[Pointing dataset excerpts]
------------

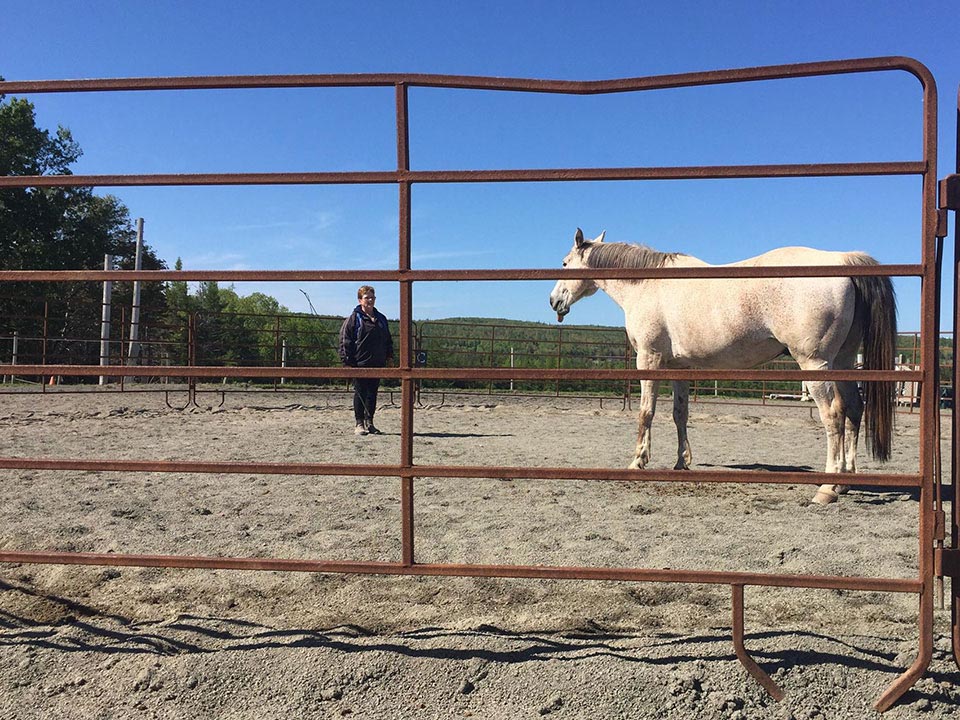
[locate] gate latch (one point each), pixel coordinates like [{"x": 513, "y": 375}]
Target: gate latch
[
  {"x": 950, "y": 192},
  {"x": 946, "y": 563}
]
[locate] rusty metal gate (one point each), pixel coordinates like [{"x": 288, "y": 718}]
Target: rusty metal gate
[
  {"x": 948, "y": 559},
  {"x": 934, "y": 560}
]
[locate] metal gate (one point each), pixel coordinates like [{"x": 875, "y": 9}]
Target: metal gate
[
  {"x": 926, "y": 479},
  {"x": 948, "y": 559}
]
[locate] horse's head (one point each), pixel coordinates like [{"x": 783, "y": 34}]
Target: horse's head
[{"x": 566, "y": 292}]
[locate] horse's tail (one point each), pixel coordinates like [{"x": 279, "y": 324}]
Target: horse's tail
[{"x": 876, "y": 313}]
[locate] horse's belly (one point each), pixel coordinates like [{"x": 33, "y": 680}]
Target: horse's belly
[{"x": 724, "y": 353}]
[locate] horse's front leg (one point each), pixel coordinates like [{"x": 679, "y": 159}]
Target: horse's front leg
[
  {"x": 648, "y": 406},
  {"x": 681, "y": 413}
]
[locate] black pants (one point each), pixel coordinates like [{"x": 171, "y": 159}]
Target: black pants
[{"x": 365, "y": 399}]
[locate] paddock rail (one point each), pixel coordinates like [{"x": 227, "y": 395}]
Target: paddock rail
[{"x": 406, "y": 469}]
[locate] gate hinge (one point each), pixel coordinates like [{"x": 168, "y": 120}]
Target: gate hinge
[
  {"x": 946, "y": 562},
  {"x": 950, "y": 192},
  {"x": 942, "y": 222},
  {"x": 939, "y": 525}
]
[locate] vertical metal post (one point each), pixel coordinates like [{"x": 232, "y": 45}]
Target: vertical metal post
[
  {"x": 15, "y": 356},
  {"x": 133, "y": 354},
  {"x": 406, "y": 326},
  {"x": 955, "y": 415},
  {"x": 105, "y": 319},
  {"x": 929, "y": 405}
]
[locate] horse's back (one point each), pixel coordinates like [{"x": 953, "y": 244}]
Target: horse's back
[
  {"x": 743, "y": 322},
  {"x": 798, "y": 255}
]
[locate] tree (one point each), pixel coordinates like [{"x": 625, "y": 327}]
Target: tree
[{"x": 58, "y": 229}]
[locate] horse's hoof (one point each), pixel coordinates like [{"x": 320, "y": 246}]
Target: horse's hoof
[{"x": 824, "y": 497}]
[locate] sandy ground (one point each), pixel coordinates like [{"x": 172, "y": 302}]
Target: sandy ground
[{"x": 95, "y": 642}]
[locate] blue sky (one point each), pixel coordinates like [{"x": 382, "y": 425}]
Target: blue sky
[{"x": 840, "y": 119}]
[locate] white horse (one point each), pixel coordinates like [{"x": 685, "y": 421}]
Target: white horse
[{"x": 741, "y": 323}]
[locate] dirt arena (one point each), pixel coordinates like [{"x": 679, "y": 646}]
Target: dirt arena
[{"x": 94, "y": 642}]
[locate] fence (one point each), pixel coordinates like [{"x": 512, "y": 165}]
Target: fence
[
  {"x": 408, "y": 374},
  {"x": 301, "y": 340}
]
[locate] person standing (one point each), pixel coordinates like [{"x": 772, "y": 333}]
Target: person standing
[{"x": 365, "y": 341}]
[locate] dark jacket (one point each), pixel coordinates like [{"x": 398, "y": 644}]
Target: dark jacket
[{"x": 365, "y": 341}]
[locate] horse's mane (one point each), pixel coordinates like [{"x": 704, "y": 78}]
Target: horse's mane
[{"x": 624, "y": 255}]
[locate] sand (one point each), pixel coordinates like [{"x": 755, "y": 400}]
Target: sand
[{"x": 101, "y": 642}]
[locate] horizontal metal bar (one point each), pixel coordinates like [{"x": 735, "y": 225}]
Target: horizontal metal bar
[
  {"x": 466, "y": 82},
  {"x": 665, "y": 273},
  {"x": 220, "y": 371},
  {"x": 826, "y": 582},
  {"x": 894, "y": 480},
  {"x": 472, "y": 176}
]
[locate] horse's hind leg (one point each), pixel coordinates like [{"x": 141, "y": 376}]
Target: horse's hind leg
[
  {"x": 831, "y": 406},
  {"x": 681, "y": 413},
  {"x": 648, "y": 407},
  {"x": 852, "y": 415}
]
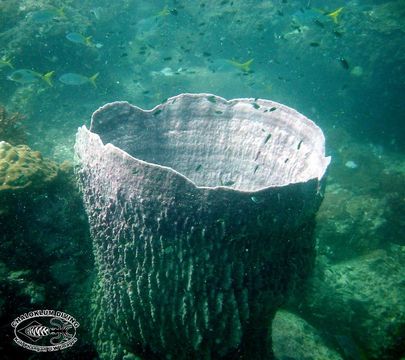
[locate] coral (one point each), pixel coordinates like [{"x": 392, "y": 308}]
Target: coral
[
  {"x": 21, "y": 167},
  {"x": 364, "y": 299},
  {"x": 11, "y": 128},
  {"x": 201, "y": 220},
  {"x": 294, "y": 338}
]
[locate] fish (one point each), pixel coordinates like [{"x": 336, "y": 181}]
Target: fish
[
  {"x": 267, "y": 138},
  {"x": 344, "y": 63},
  {"x": 97, "y": 12},
  {"x": 4, "y": 61},
  {"x": 26, "y": 76},
  {"x": 45, "y": 15},
  {"x": 245, "y": 67},
  {"x": 80, "y": 39},
  {"x": 334, "y": 15},
  {"x": 306, "y": 17},
  {"x": 256, "y": 200},
  {"x": 77, "y": 79}
]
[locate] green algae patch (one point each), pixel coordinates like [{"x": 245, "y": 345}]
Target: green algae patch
[{"x": 21, "y": 167}]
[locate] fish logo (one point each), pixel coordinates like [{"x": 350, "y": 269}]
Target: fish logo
[{"x": 45, "y": 330}]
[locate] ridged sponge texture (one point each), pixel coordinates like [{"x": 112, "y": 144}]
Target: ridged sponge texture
[{"x": 201, "y": 213}]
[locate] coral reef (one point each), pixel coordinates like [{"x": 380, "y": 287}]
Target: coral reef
[
  {"x": 11, "y": 127},
  {"x": 294, "y": 338},
  {"x": 362, "y": 299},
  {"x": 45, "y": 252},
  {"x": 21, "y": 167},
  {"x": 199, "y": 252}
]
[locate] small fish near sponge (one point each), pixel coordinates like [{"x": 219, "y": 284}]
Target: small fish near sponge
[{"x": 202, "y": 213}]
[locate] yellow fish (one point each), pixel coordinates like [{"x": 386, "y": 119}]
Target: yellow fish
[
  {"x": 6, "y": 62},
  {"x": 164, "y": 12},
  {"x": 335, "y": 14},
  {"x": 245, "y": 67}
]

------------

** Stated task **
Your copy should match the records word for word, with the pictures removed.

** Final result **
[locate] gate latch (one point each), pixel coordinates like [{"x": 513, "y": 375}]
Target: gate latch
[
  {"x": 950, "y": 192},
  {"x": 946, "y": 563}
]
[locate] rusty metal gate (one point each), pixel coordinates like [{"x": 288, "y": 718}]
Target: rusty metal gate
[
  {"x": 948, "y": 559},
  {"x": 934, "y": 560}
]
[locate] metal gate (one point each), pixel coordinates like [{"x": 875, "y": 9}]
Target: metal gate
[
  {"x": 926, "y": 479},
  {"x": 948, "y": 559}
]
[locate] horse's head (one point each), pixel coordinates like [{"x": 783, "y": 34}]
Target: horse's head
[{"x": 566, "y": 292}]
[locate] horse's tail (one point each), pixel coordinates like [{"x": 279, "y": 324}]
Target: horse's tail
[{"x": 876, "y": 313}]
[locate] horse's belly (one point each), pixel coordinates like [{"x": 33, "y": 680}]
Target: horse's belly
[{"x": 724, "y": 353}]
[locate] horse's front leg (one point each), pixel coordinates like [{"x": 679, "y": 159}]
Target: horse's front leg
[
  {"x": 648, "y": 406},
  {"x": 681, "y": 413}
]
[locate] black pants (one point each), pixel coordinates like [{"x": 171, "y": 159}]
Target: black pants
[{"x": 365, "y": 399}]
[locate] paddock rail (one point each), pixel coordinates like [{"x": 227, "y": 395}]
Target: paddock rail
[{"x": 406, "y": 469}]
[locate] gate hinge (one point each), pixel coordinates like [{"x": 168, "y": 120}]
Target: gate hinge
[
  {"x": 946, "y": 562},
  {"x": 950, "y": 192},
  {"x": 942, "y": 222},
  {"x": 939, "y": 525}
]
[locate] vertical metal post (one point each), pixel coordinates like [{"x": 232, "y": 45}]
Target: vertical metal post
[
  {"x": 15, "y": 356},
  {"x": 133, "y": 354},
  {"x": 406, "y": 326},
  {"x": 955, "y": 415},
  {"x": 105, "y": 319},
  {"x": 929, "y": 405}
]
[locate] horse's back (one point each), pixel coordinates like [{"x": 953, "y": 244}]
Target: horse's back
[
  {"x": 743, "y": 322},
  {"x": 798, "y": 255}
]
[locate] tree (one point each), pixel coordinates like [{"x": 625, "y": 327}]
Target: tree
[{"x": 58, "y": 229}]
[locate] horse's hoof (one point each), pixel coordinates like [{"x": 320, "y": 246}]
Target: horse's hoof
[{"x": 824, "y": 497}]
[locate] sandy ground (one point each), pixel coordinates like [{"x": 172, "y": 302}]
Target: sandy ground
[{"x": 95, "y": 642}]
[locate] blue sky (one point each), pixel coordinates like [{"x": 382, "y": 425}]
Target: blue sky
[{"x": 840, "y": 119}]
[locate] white horse (one point each), pixel coordinates like [{"x": 685, "y": 421}]
Target: white horse
[{"x": 741, "y": 323}]
[locate] dirt arena (one point each), pixel coordinates like [{"x": 679, "y": 646}]
Target: dirt arena
[{"x": 94, "y": 642}]
[locate] fence (one point each), pixel coordinates like [{"x": 512, "y": 165}]
Target: fence
[
  {"x": 408, "y": 374},
  {"x": 301, "y": 340}
]
[locate] person standing (one point each), pixel coordinates like [{"x": 772, "y": 333}]
Target: person standing
[{"x": 365, "y": 341}]
[locate] dark jacket (one point each), pixel coordinates like [{"x": 398, "y": 644}]
Target: dark jacket
[{"x": 365, "y": 341}]
[locate] horse's mane (one point each), pixel coordinates like [{"x": 704, "y": 78}]
Target: horse's mane
[{"x": 624, "y": 255}]
[locate] sand (one point each), pixel coordinates like [{"x": 755, "y": 400}]
Target: sand
[{"x": 101, "y": 642}]
[locate] horizontal metal bar (one point each), pixel coordinates like [{"x": 735, "y": 225}]
Target: horizontal metal bar
[
  {"x": 466, "y": 82},
  {"x": 665, "y": 273},
  {"x": 220, "y": 371},
  {"x": 826, "y": 582},
  {"x": 894, "y": 480},
  {"x": 472, "y": 176}
]
[locate] horse's hind leg (one point each), pixel coordinates like [{"x": 141, "y": 376}]
Target: horse's hind leg
[
  {"x": 831, "y": 406},
  {"x": 681, "y": 413},
  {"x": 648, "y": 407},
  {"x": 852, "y": 415}
]
[locate] coral (one point each), pixel coordinates like [{"x": 392, "y": 308}]
Target: coral
[
  {"x": 21, "y": 167},
  {"x": 364, "y": 299},
  {"x": 11, "y": 128},
  {"x": 201, "y": 220},
  {"x": 294, "y": 338}
]
[locate] fish (one point each), pixel coordinates like [{"x": 336, "y": 181}]
Target: fish
[
  {"x": 267, "y": 138},
  {"x": 344, "y": 63},
  {"x": 97, "y": 12},
  {"x": 4, "y": 61},
  {"x": 26, "y": 76},
  {"x": 45, "y": 15},
  {"x": 245, "y": 67},
  {"x": 80, "y": 39},
  {"x": 334, "y": 15},
  {"x": 306, "y": 17},
  {"x": 256, "y": 200},
  {"x": 77, "y": 79}
]
[locate] green algae patch (one point each), pixel coordinates like [{"x": 245, "y": 345}]
Target: green algae patch
[{"x": 21, "y": 167}]
[locate] fish logo (one point each), pixel coordinates like [{"x": 350, "y": 269}]
Target: fish logo
[{"x": 45, "y": 330}]
[locate] ridged sponge texture (one point each), pixel coordinates like [{"x": 112, "y": 144}]
Target: ridged sponge texture
[{"x": 201, "y": 213}]
[locate] coral reef (one point each), pixel coordinates like [{"x": 380, "y": 287}]
Target: coral reef
[
  {"x": 11, "y": 127},
  {"x": 294, "y": 338},
  {"x": 362, "y": 299},
  {"x": 45, "y": 252},
  {"x": 21, "y": 167},
  {"x": 199, "y": 252}
]
[locate] small fish near sponge (one point each), pixel coordinates like [{"x": 219, "y": 284}]
Target: small fish near sponge
[{"x": 202, "y": 213}]
[locate] yellow fish (one point each), pixel coordinates like [{"x": 386, "y": 119}]
Target: yellow fish
[
  {"x": 6, "y": 62},
  {"x": 164, "y": 12},
  {"x": 335, "y": 14},
  {"x": 245, "y": 67}
]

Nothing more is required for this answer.